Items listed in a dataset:
□ □ □ □ □

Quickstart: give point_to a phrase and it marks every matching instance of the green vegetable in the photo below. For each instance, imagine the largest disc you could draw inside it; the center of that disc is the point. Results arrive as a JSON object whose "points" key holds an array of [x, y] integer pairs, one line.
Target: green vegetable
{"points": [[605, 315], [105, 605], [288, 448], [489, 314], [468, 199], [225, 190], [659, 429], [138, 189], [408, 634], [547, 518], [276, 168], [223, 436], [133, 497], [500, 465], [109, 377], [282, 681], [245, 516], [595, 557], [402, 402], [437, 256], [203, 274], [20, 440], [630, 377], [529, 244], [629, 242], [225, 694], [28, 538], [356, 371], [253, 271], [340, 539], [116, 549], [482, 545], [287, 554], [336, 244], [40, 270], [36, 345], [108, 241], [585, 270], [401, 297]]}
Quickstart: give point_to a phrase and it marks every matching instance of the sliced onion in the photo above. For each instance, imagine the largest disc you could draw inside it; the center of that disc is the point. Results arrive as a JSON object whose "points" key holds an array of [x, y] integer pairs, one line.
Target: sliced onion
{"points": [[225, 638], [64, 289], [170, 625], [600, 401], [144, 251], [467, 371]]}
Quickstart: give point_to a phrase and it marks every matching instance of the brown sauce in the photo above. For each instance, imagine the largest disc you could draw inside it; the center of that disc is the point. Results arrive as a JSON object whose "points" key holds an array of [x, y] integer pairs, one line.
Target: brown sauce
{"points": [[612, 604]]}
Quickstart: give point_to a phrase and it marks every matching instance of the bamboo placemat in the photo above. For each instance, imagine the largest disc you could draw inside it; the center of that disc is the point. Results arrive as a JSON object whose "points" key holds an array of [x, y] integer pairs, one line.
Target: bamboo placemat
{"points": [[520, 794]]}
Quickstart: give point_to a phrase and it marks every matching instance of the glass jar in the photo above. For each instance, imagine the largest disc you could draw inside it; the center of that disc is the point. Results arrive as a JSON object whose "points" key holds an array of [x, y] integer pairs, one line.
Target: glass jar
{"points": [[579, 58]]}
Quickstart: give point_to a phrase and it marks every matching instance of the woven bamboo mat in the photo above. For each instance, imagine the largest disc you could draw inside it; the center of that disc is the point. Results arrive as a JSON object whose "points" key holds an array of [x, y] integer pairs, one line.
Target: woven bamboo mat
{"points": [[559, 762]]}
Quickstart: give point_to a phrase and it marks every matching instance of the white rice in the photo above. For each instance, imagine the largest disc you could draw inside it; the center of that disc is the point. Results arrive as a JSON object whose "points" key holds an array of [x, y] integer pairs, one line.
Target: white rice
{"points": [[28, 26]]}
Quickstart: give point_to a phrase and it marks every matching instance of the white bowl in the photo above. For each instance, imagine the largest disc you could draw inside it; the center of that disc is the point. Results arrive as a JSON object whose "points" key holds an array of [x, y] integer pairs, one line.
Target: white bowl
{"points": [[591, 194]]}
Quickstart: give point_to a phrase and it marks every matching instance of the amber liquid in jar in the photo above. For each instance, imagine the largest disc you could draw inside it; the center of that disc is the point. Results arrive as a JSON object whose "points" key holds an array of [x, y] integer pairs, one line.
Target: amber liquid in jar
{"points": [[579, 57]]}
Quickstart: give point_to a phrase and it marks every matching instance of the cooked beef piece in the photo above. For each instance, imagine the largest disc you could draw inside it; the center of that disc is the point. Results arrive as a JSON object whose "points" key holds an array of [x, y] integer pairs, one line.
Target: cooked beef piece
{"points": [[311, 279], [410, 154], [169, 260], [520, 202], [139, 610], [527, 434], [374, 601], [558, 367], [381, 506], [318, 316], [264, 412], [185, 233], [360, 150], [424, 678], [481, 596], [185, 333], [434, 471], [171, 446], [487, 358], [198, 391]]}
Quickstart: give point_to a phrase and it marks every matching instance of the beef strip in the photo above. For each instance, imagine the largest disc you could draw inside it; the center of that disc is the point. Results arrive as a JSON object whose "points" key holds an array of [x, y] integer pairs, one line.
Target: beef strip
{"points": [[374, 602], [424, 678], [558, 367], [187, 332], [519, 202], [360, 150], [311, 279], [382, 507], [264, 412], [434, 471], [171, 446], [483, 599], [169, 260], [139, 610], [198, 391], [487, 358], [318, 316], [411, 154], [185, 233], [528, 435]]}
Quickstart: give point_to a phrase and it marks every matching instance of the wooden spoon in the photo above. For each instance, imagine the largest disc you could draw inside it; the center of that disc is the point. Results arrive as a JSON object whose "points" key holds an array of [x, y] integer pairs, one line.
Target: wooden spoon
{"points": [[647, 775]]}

□ □ □ □ □

* **PROBLEM DESCRIPTION**
What you return must match, line for line, the data from the line containing "of the beef" to its end, both ends included.

* **EXERCISE OUTPUT**
Quickstart: give point_to a phrase and it marks every matching instance of the beef strip in the photo above. For each instance, imagine the largest disc you could draw inside it; the center of that disc is the point. Results arrive as a JSON object whose "points" key holds an array of [x, y] integer pairs, one line.
Target: beef strip
{"points": [[374, 602], [424, 678], [558, 367], [187, 332], [519, 202], [360, 150], [311, 279], [382, 507], [264, 412], [434, 471], [171, 446], [483, 599], [169, 260], [139, 610], [198, 391], [487, 358], [318, 316], [411, 154], [185, 233], [528, 435]]}
Quickstart: give point_to a phrase and it marks every matching instance of the wooden spoon in the photo above. For each instance, imagine the largest disc you could draw inside it; the center of that disc is the point. Results arrive as a JSON object whose "points" key holds an array of [x, y] integer pairs, one line.
Target: wooden spoon
{"points": [[647, 775]]}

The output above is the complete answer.